▸ Aim of the exercise
Pull out every line of the items that contains the string "rear". Case counts.

▸ Records for processing
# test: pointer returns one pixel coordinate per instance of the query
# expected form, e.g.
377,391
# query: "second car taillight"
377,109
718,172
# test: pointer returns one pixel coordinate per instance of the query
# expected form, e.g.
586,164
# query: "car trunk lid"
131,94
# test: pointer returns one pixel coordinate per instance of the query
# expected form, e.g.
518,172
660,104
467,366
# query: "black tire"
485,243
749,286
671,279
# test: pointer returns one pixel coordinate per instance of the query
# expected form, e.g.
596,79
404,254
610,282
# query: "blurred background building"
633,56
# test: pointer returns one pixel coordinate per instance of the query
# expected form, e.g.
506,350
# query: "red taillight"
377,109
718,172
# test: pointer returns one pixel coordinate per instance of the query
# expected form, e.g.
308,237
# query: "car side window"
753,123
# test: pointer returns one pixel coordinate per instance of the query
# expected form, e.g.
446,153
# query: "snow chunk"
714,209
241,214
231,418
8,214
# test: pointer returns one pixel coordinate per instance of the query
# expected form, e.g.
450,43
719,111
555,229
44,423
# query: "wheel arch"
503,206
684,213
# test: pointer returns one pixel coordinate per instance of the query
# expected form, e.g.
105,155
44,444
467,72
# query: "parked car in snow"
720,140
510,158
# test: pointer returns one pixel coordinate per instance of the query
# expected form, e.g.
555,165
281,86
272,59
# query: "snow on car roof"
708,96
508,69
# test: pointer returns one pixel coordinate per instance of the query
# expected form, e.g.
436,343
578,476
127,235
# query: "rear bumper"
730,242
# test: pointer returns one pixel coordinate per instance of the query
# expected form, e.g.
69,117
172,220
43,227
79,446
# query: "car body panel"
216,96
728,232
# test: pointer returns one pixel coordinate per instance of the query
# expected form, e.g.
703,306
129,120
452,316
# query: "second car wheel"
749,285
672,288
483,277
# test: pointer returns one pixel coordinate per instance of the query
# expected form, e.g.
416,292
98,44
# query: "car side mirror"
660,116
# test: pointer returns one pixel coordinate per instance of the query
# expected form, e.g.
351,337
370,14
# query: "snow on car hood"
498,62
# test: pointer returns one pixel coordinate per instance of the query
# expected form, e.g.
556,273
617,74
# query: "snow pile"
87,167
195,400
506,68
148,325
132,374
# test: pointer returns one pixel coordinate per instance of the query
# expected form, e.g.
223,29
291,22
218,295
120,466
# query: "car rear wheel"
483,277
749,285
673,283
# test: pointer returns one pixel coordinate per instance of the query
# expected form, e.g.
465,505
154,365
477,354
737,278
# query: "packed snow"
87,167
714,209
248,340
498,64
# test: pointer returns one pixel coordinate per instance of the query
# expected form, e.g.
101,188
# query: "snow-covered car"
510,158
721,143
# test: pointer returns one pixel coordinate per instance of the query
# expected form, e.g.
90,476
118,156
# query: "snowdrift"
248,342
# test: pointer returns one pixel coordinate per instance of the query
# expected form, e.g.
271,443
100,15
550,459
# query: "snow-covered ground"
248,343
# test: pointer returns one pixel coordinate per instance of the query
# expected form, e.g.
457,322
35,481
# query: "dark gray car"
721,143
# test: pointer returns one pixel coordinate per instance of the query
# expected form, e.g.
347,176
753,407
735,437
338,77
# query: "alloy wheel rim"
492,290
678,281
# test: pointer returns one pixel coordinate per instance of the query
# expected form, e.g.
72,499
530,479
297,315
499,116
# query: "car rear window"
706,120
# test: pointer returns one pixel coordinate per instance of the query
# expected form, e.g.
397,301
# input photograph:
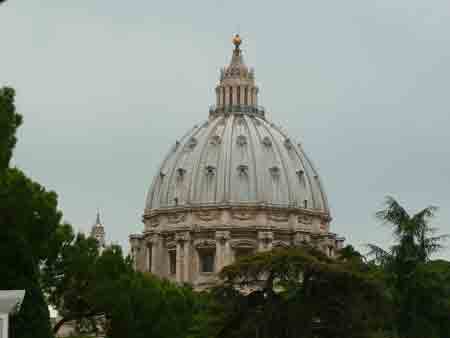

▸ The reply
# query: "rear bumper"
# query: "car rear wheel"
# query: "car rear window"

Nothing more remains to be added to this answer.